TASK OBJECTIVE » Quote the records word for word, everything from the line containing "task: outline the wc sign" down to the line containing "105], [177, 100]]]", with both of those lines included.

>> BEGIN DATA FOR THIS TASK

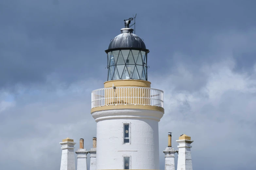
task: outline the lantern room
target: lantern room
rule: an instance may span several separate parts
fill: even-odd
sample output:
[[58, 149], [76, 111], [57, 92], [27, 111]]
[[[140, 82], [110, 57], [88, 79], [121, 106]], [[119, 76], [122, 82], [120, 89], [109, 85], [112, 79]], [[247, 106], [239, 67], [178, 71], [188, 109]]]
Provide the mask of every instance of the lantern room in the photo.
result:
[[121, 34], [111, 40], [107, 54], [108, 81], [134, 79], [147, 81], [147, 54], [142, 39], [129, 28], [133, 18], [125, 21]]

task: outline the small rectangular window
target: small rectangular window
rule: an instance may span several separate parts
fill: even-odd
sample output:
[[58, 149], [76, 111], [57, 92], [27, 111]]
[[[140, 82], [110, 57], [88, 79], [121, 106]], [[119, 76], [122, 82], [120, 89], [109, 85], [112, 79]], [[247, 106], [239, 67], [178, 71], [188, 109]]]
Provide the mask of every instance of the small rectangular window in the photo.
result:
[[124, 124], [124, 143], [130, 143], [129, 124]]
[[130, 157], [124, 157], [124, 169], [130, 169]]

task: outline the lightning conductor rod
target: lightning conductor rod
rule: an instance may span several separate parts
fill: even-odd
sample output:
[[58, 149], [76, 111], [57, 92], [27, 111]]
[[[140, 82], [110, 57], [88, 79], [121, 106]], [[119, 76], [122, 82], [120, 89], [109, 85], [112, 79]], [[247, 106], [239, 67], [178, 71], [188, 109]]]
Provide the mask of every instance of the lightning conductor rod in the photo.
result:
[[[134, 23], [133, 23], [131, 25], [130, 25], [129, 26], [129, 28], [130, 28], [131, 26], [133, 26], [133, 25], [134, 25], [134, 34], [135, 34], [135, 18], [136, 17], [136, 16], [137, 15], [137, 14], [136, 14], [135, 15], [135, 16], [134, 17], [134, 15], [133, 15], [133, 17], [134, 17]], [[131, 19], [130, 20], [130, 19]], [[126, 21], [126, 20], [130, 20], [130, 21], [133, 20], [133, 18], [129, 18], [128, 20], [125, 20], [125, 21]]]
[[134, 15], [133, 15], [133, 17], [134, 18], [134, 34], [135, 34], [135, 18], [136, 18], [136, 16], [137, 15], [137, 14], [135, 14], [135, 17], [134, 17]]

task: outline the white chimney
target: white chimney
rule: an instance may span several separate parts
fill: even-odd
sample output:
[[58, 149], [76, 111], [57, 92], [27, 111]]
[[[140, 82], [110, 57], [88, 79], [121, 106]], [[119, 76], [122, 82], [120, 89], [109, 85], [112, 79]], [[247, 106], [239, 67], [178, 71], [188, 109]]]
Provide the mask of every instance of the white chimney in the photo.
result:
[[191, 137], [186, 135], [182, 135], [176, 140], [179, 145], [177, 170], [193, 170], [190, 144], [194, 142]]
[[60, 143], [62, 149], [60, 170], [76, 170], [74, 146], [76, 143], [74, 142], [74, 140], [68, 137]]
[[176, 151], [172, 148], [172, 133], [168, 134], [168, 147], [163, 151], [165, 161], [164, 170], [175, 170], [174, 153]]
[[88, 151], [84, 149], [83, 139], [80, 139], [79, 143], [80, 148], [76, 151], [77, 154], [77, 170], [87, 170], [86, 155], [88, 153]]
[[96, 147], [97, 138], [93, 138], [93, 148], [89, 151], [90, 153], [90, 170], [96, 169]]

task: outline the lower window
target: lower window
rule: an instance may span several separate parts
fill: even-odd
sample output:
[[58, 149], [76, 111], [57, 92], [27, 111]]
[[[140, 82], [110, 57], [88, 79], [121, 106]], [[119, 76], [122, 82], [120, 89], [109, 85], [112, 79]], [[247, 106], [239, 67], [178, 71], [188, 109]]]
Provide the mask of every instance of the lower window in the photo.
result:
[[130, 157], [124, 157], [124, 169], [130, 169]]

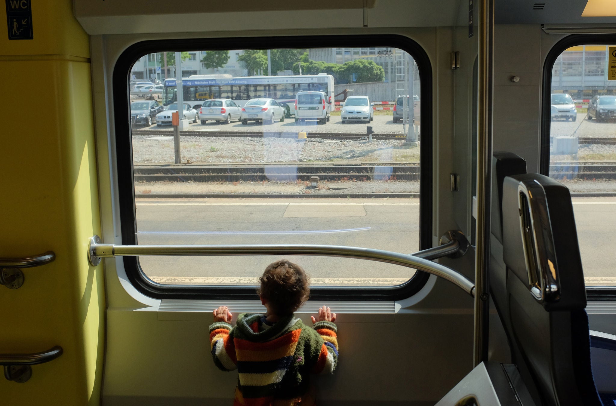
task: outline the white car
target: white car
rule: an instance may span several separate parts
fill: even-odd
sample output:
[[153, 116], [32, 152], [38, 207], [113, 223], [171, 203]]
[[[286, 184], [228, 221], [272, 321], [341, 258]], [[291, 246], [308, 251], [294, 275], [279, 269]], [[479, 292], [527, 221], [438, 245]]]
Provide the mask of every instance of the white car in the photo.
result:
[[295, 122], [317, 120], [319, 124], [330, 121], [331, 105], [325, 101], [322, 92], [298, 92], [295, 96]]
[[344, 100], [340, 110], [342, 124], [350, 121], [370, 123], [374, 118], [375, 110], [368, 96], [351, 96]]
[[575, 121], [577, 118], [577, 110], [571, 96], [567, 93], [553, 93], [551, 96], [550, 119], [564, 118], [566, 121]]
[[[177, 111], [177, 103], [172, 103], [167, 106], [167, 110], [156, 115], [156, 125], [162, 126], [171, 124], [171, 115]], [[199, 113], [190, 107], [188, 103], [184, 103], [184, 118], [193, 123], [199, 121]]]
[[241, 115], [241, 107], [230, 99], [207, 100], [199, 108], [201, 124], [205, 124], [208, 120], [214, 120], [218, 123], [224, 121], [225, 124], [229, 124], [232, 120], [240, 121]]
[[273, 99], [253, 99], [241, 109], [240, 116], [242, 124], [248, 121], [267, 121], [274, 124], [277, 120], [285, 121], [285, 108]]

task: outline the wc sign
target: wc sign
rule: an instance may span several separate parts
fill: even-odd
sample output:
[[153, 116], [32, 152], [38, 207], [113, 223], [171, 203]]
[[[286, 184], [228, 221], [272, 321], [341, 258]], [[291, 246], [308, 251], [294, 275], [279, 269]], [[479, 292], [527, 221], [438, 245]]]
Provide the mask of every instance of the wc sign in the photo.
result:
[[31, 0], [4, 0], [9, 39], [32, 39]]

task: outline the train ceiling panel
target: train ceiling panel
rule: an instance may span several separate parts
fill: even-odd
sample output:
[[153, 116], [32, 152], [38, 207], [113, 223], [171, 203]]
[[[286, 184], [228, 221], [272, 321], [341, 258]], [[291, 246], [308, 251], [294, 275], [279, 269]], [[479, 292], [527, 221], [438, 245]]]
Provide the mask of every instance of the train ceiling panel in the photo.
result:
[[[593, 1], [593, 0], [591, 0]], [[582, 17], [585, 0], [495, 0], [497, 24], [602, 24], [614, 17]]]
[[283, 30], [449, 26], [456, 25], [461, 10], [466, 15], [468, 4], [467, 0], [336, 0], [309, 3], [289, 0], [74, 0], [73, 7], [75, 17], [86, 32], [95, 35], [245, 31], [272, 26]]

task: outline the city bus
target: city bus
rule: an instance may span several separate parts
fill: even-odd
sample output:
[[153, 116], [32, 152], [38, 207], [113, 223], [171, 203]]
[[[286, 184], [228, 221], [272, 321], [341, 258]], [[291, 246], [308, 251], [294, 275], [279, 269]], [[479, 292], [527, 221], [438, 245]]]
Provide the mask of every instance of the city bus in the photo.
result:
[[[334, 97], [334, 77], [326, 73], [275, 76], [232, 77], [229, 75], [193, 75], [182, 79], [184, 100], [198, 108], [209, 99], [230, 99], [243, 106], [251, 99], [269, 97], [281, 104], [290, 117], [295, 95], [301, 91], [320, 91], [330, 104]], [[176, 79], [166, 79], [163, 91], [164, 105], [177, 100]]]

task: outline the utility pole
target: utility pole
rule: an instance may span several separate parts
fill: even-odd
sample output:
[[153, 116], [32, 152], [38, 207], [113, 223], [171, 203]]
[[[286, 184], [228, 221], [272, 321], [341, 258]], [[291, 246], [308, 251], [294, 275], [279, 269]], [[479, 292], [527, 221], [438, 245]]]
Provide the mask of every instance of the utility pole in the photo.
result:
[[[182, 89], [182, 57], [181, 53], [176, 52], [176, 95], [177, 100], [177, 113], [179, 123], [184, 118], [184, 94]], [[178, 129], [179, 128], [178, 126]], [[176, 131], [173, 134], [173, 149], [176, 158], [176, 163], [180, 163], [182, 158], [180, 155], [180, 132]]]
[[163, 58], [164, 59], [164, 78], [167, 78], [167, 52], [163, 52]]
[[267, 76], [272, 76], [272, 55], [271, 49], [267, 50]]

>> END DATA FOR THIS TASK

ANSWER TO THIS TASK »
task: outline the wc sign
target: wc sign
rule: an instance may span several separate parts
fill: even-odd
sample output:
[[153, 116], [32, 152], [38, 207], [113, 223], [171, 203]]
[[[286, 184], [228, 221], [272, 321], [341, 258]], [[291, 246], [308, 251], [294, 275], [279, 269]], [[479, 292], [527, 221], [438, 245]]]
Provide the mask of every instance of the wc sign in the photo.
result:
[[31, 0], [4, 0], [9, 39], [32, 39]]

task: outline the train ceiling panel
target: train ceiling panel
rule: an instance may span several separate parts
fill: even-odd
sample output:
[[153, 116], [32, 152], [38, 207], [113, 223], [171, 203]]
[[[286, 184], [228, 221], [272, 321], [341, 258]], [[291, 246], [308, 251], [294, 275], [279, 269]], [[479, 292], [527, 221], [438, 245]]]
Provide the mask of every instance of the train ceiling panel in the photo.
result:
[[[593, 1], [593, 0], [591, 0]], [[582, 17], [585, 0], [495, 0], [497, 24], [602, 24], [614, 17]]]
[[283, 30], [449, 26], [456, 25], [461, 10], [466, 15], [468, 4], [467, 0], [336, 0], [309, 3], [289, 0], [74, 0], [73, 7], [75, 17], [86, 32], [95, 35], [245, 31], [272, 26]]

task: outline the city bus
target: city bus
rule: an instance may span several separate parts
fill: even-odd
sample output:
[[153, 116], [32, 152], [38, 207], [113, 223], [171, 203]]
[[[286, 184], [228, 221], [272, 321], [341, 258]], [[291, 246], [308, 251], [294, 275], [279, 269]], [[479, 292], [527, 221], [438, 245]]]
Provide the mask of every instance of the city bus in the photo.
result:
[[[334, 97], [334, 77], [326, 73], [275, 76], [232, 77], [229, 75], [193, 75], [182, 79], [184, 100], [198, 108], [209, 99], [230, 99], [243, 106], [251, 99], [269, 97], [281, 104], [290, 117], [295, 95], [301, 91], [320, 91], [330, 104]], [[176, 79], [166, 79], [163, 91], [164, 105], [177, 100]]]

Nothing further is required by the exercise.